*** EXERCISE INPUT
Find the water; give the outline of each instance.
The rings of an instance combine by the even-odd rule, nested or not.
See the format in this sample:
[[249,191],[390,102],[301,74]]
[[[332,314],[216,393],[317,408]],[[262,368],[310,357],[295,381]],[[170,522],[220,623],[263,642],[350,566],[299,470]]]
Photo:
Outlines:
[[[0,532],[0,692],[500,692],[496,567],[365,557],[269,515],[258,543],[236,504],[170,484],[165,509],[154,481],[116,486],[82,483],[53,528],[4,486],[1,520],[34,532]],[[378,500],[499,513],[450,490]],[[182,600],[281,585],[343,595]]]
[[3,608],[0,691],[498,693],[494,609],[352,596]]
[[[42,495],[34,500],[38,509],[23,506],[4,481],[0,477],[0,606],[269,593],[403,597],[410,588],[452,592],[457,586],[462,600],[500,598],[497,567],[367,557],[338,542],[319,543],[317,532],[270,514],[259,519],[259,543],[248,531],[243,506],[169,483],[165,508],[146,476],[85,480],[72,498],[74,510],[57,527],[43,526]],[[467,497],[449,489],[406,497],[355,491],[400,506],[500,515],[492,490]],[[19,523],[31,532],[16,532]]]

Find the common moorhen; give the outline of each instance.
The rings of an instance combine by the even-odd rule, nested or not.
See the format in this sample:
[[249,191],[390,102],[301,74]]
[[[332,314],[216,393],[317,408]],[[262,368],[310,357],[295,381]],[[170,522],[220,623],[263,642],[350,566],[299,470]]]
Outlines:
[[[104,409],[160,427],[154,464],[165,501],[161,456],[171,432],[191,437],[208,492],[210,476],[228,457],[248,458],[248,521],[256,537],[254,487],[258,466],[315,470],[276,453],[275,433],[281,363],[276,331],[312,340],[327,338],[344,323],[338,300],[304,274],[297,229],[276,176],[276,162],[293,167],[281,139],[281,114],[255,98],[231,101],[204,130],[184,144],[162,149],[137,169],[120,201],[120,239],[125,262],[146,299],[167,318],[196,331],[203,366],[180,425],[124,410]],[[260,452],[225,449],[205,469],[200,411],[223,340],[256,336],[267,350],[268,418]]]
******
*** EXERCISE INPUT
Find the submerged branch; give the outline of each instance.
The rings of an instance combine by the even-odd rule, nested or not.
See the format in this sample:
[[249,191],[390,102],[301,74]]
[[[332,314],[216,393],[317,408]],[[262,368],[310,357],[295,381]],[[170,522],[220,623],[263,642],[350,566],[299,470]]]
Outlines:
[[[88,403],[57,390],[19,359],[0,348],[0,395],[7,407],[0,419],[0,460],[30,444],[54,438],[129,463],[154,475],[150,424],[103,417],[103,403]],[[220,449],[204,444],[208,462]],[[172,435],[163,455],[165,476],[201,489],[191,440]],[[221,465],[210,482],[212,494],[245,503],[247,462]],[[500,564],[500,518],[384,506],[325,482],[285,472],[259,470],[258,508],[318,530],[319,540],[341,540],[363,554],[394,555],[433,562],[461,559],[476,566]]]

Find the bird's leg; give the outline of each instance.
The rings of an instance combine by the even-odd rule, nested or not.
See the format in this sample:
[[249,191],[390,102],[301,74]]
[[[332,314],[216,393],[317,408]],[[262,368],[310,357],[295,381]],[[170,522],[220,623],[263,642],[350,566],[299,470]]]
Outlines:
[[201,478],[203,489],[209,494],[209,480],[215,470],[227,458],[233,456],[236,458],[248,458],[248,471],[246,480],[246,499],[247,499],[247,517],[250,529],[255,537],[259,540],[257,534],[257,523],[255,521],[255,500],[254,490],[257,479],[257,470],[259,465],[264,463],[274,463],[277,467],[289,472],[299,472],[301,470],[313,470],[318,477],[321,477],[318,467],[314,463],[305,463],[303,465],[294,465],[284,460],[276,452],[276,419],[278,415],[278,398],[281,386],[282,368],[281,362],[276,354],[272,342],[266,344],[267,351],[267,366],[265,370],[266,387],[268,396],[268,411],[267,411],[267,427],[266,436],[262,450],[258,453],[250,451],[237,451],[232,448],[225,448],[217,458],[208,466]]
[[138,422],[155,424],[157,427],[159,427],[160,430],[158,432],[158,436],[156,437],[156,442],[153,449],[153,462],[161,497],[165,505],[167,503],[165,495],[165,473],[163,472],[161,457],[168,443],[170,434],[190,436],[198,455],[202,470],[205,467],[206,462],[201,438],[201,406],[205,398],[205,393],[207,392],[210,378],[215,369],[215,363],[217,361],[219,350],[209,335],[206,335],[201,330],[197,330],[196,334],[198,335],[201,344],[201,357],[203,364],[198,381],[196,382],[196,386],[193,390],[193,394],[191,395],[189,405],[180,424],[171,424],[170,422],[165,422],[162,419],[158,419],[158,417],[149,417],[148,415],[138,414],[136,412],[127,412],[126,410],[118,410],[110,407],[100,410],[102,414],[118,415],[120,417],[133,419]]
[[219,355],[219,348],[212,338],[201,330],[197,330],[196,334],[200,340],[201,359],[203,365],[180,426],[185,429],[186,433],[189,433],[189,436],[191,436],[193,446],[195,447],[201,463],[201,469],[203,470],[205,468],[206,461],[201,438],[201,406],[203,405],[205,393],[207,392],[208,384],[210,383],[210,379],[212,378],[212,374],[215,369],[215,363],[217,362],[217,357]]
******
TRY IT:
Of the lines in the listing, some hold the word "Find". Report how many, and only that.

WRITTEN RESPONSE:
4